Text block:
What's limiting my Elasticsearch?

Karol_Stojek · February 22, 2016, 1:35pm

Hello!

I'm trying to make my Elasticsearch work faster.
I have a logstash that's processing 17k/s events, when using null output.
If I set Elasticsearch as my output I'm able to get 6k/s only.

The Elasticsearch 1.7.1 is currently a single node on a separate server.
It's 16 cores, 64 GB of RAM + SSD disk.

I can see that the CPU utilisation is quite low - around 40%.
The IO is also nothing for SSD - 20MB/s of writes.
The heap space is set to 30GB, so it shouldn't be a problem too.

Does anyone have an idea how can I check what's limiting my Elasticsearch?
I've tried to set more workers on logstash elasticsearch output - no significant change observed.

Christian_Dahlqvist · February 22, 2016, 2:55pm

Have you followed the following optimization guidelines, especially around segments and merging? What does your Elasticsearch configuration look like?

Karol_Stojek · February 22, 2016, 3:29pm

Ooops... looks like I missed the
index.store.throttle.type: none
switch... It would make perfect sense, as I could see that the IO was never above 20MB/s... and that's the default value of throttling.

I'll test it and let you know.
Thanks!

Karol_Stojek · February 23, 2016, 1:16pm

Ok... looks like setting index.store.throttle to none helped a little.

But still the elasticsearch isn't consuming the load generated by logstash.
The logstash generated around 17k events/s
I'm sending them using http mode to a single elasticsearch using 4 workers.

Excerpted records:
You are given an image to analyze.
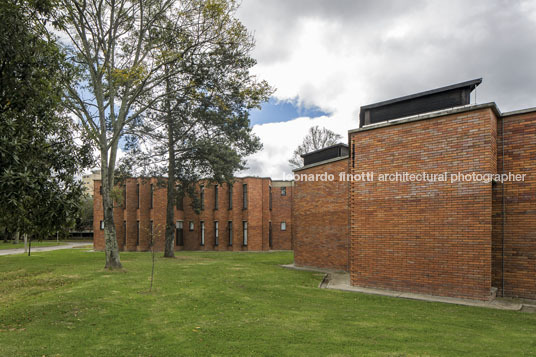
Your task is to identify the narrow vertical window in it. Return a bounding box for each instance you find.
[176,185,184,211]
[229,184,233,209]
[268,186,272,209]
[136,221,140,246]
[151,184,154,208]
[199,221,205,245]
[214,221,220,246]
[214,185,219,209]
[136,183,140,208]
[227,221,233,246]
[242,184,248,209]
[242,221,248,246]
[268,222,273,248]
[175,221,184,246]
[352,143,355,167]
[199,185,205,209]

Stated problem 1:
Do these statements agree with the Elasticsearch thread? Answer yes or no for each and quote the words that decide it.
(a) The Elasticsearch server has 16 cores and 64 GB of RAM.
(b) Adding more workers on the logstash elasticsearch output brought a large speedup.
(c) Setting index.store.throttle to none fully solved the slowdown.
Stated problem 2: In the Elasticsearch thread, what is the heap space set to?
Stated problem 3: List the date and time of every post in the Elasticsearch thread.
The entries after the Elasticsearch thread are separate material from it.

Full solution 1:
(a) Yes: "It's 16 cores, 64 GB of RAM + SSD disk."
(b) No: "I've tried to set more workers on logstash elasticsearch output - no significant change observed."
(c) No: "looks like setting index.store.throttle to none helped a little."

Full solution 2: 30GB.

Full solution 3:
- February 22, 2016, 1:35pm
- February 22, 2016, 2:55pm
- February 22, 2016, 3:29pm
- February 23, 2016, 1:16pm